| Task instructions |
Reproduce each of the following items word for word, without changing a single character.

-- Start --

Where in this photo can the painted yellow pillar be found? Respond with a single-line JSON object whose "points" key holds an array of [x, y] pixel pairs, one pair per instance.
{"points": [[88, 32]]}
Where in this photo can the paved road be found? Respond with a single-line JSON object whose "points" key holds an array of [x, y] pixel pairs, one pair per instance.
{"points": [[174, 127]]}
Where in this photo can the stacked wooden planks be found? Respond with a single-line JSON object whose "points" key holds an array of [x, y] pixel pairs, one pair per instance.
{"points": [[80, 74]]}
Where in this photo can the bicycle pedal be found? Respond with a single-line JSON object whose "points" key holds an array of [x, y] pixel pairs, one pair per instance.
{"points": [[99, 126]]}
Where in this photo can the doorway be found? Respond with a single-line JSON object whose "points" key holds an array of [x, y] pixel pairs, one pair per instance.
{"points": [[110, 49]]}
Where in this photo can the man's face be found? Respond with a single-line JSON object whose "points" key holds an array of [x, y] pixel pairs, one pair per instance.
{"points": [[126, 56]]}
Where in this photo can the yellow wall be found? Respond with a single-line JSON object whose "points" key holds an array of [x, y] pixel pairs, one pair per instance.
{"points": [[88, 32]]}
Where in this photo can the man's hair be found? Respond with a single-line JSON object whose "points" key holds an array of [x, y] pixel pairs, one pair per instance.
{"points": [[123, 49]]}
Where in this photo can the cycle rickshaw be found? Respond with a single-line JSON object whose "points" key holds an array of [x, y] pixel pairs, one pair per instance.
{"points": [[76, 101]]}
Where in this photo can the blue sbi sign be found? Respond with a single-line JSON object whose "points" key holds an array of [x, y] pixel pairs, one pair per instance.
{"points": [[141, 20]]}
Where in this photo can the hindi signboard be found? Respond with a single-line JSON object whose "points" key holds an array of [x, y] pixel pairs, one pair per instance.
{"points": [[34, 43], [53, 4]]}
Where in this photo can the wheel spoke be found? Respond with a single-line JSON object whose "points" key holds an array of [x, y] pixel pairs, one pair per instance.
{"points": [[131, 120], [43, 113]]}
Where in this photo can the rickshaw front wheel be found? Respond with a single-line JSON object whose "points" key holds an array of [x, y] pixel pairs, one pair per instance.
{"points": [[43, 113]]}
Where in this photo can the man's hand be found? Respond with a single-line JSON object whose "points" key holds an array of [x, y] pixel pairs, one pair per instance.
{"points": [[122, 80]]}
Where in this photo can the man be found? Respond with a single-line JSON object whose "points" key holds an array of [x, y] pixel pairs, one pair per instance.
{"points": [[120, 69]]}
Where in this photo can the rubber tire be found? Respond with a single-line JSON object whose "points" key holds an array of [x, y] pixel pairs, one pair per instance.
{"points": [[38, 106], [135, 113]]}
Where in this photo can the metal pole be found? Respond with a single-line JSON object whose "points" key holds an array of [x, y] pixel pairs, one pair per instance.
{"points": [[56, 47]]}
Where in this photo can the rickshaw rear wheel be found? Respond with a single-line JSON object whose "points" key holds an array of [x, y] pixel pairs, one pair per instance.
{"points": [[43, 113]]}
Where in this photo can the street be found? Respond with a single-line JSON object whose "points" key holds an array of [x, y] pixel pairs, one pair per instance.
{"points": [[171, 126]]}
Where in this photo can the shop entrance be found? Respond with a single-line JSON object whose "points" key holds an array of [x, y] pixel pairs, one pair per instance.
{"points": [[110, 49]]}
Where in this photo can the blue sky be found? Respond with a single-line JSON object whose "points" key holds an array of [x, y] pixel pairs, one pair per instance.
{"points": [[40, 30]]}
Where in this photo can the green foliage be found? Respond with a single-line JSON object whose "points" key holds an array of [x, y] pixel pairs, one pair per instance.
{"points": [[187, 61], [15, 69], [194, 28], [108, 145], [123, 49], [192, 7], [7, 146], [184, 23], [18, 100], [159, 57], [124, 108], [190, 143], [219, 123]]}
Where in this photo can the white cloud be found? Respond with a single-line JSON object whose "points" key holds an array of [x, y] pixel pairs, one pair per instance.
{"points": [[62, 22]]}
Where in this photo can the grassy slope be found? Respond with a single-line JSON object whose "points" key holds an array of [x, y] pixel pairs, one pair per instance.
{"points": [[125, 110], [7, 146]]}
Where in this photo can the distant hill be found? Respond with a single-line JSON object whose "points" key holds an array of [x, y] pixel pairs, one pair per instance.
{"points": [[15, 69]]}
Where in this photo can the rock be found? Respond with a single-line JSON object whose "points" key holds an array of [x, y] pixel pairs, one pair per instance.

-- End --

| Answer for this exercise |
Where in this photo can the painted yellow pillar be found? Respond with a single-line JSON object whose "points" key holds an array of [x, y] pixel pairs, one pair per instance.
{"points": [[88, 32]]}
Where in this photo can the paved road be found? Respond with a single-line JSON object whose "points" key holds an array of [x, y] pixel pairs, one pair per instance.
{"points": [[174, 127]]}
Where in this photo can the stacked wooden planks be found? Respond with a single-line JSON object whose "points" key holds an array of [x, y] pixel pairs, one pair per instance.
{"points": [[80, 74]]}
Where in this photo can the bicycle pedal be found? Respond with a single-line JSON object whose "points" key holds an array of [x, y] pixel pairs, one pair per instance.
{"points": [[99, 126]]}
Where in this photo can the doorway be found? Respond with a single-line JSON object whose "points" key holds an array of [x, y] pixel pairs, one pair per instance.
{"points": [[110, 49]]}
Where in this photo can the man's face be found? Respond with a single-line JSON object whose "points" key holds an array of [x, y] pixel pairs, one pair per instance.
{"points": [[126, 56]]}
Where in this photo can the yellow wall be found? Respond with a single-line JSON object whose "points" key holds an array of [x, y] pixel pairs, one pair per instance.
{"points": [[88, 32]]}
Where in this photo can the man's hair be found? Respond with a single-line JSON object whose "points" key holds an array of [x, y] pixel pairs, one pair per instance.
{"points": [[123, 49]]}
Where in this photo can the cycle rickshaw be found? Respond with a single-line JSON object whose "points" key holds an array of [x, y] pixel pairs, one pair per instance.
{"points": [[76, 101]]}
Where in this photo can the blue sbi sign be found? Respond with a single-line JSON object whose "points" key holds an array of [x, y] pixel pairs, one pair per instance.
{"points": [[141, 20]]}
Where in this photo can the hindi signboard be found? Respond with a single-line JSON object whose "points" key holds an array of [x, y] pixel pairs, one pair per instance.
{"points": [[34, 43], [53, 4]]}
Where in this photo can the wheel spoke be found? Respond with a single-line JSON object whose "points" key holds an array of [x, y] pixel pairs, one pair per instance.
{"points": [[131, 120], [43, 113]]}
Where in this photo can the rickshaw front wheel be found? Respond with a single-line JSON object whose "points" key holds an array of [x, y] pixel pairs, one pair per instance.
{"points": [[43, 113]]}
Where in this photo can the man's hand be found? Respond with a single-line JSON object whose "points" key holds an array of [x, y] pixel pairs, one pair per instance.
{"points": [[122, 80]]}
Where in this photo can the man be found? Respond with a single-line JSON object whose "points" key holds an array of [x, y] pixel pairs, one pair per instance.
{"points": [[120, 69]]}
Where in this photo can the rubber tire be found? Respond with a single-line JSON object whose "points" key holds an array of [x, y] pixel pairs, one pair per instance.
{"points": [[38, 106], [135, 113]]}
Where in this photo can the metal pole be found? Respond with a single-line JSON object whose "points" key holds an array of [x, y] pixel pairs, one pair per instance.
{"points": [[56, 47]]}
Where in this photo can the rickshaw rear wheel be found? Respond with a single-line JSON object whose "points" key holds an array of [x, y] pixel pairs, one pair per instance.
{"points": [[43, 113]]}
Where in this photo can the street be found? Respond with a single-line JSON object whose "points" key holds an array of [x, y] pixel pairs, one pair per instance.
{"points": [[171, 126]]}
Where in this photo can the shop entrance be found? Respond with a single-line JSON object whose "points" key holds an array of [x, y] pixel pairs, one pair per instance.
{"points": [[110, 49]]}
Where in this photo can the blue sky be found? Respond with a single-line JSON object whose "points" key holds an array of [x, y] pixel pairs, one pair per instance.
{"points": [[40, 30]]}
Where in this photo can the green foliage be found? Respond with a single-line JSON object whose "points" key holds an array of [x, y] pixel pairs, one pair per instance.
{"points": [[187, 61], [15, 69], [194, 28], [108, 145], [123, 49], [192, 7], [7, 146], [184, 23], [18, 100], [159, 57], [124, 108], [190, 143], [219, 123]]}
Where in this photo can the white cloud be found? Respond with a single-line JSON object whose "points" key holds an array of [x, y] pixel pairs, one pair per instance.
{"points": [[62, 22]]}
Where in this photo can the grassy slope be found? Respond with a single-line JSON object whose "points" key holds an array of [x, y] pixel pairs, one pair per instance.
{"points": [[125, 110], [7, 146]]}
Where in this photo can the distant hill be found? Respond with a single-line JSON object whose "points" key holds an array of [x, y] pixel pairs, one pair per instance.
{"points": [[15, 69]]}
Where in this photo can the rock be found? Respond with a single-line JSON object whose "points" key holds an array of [x, y] pixel pairs, one pair per instance.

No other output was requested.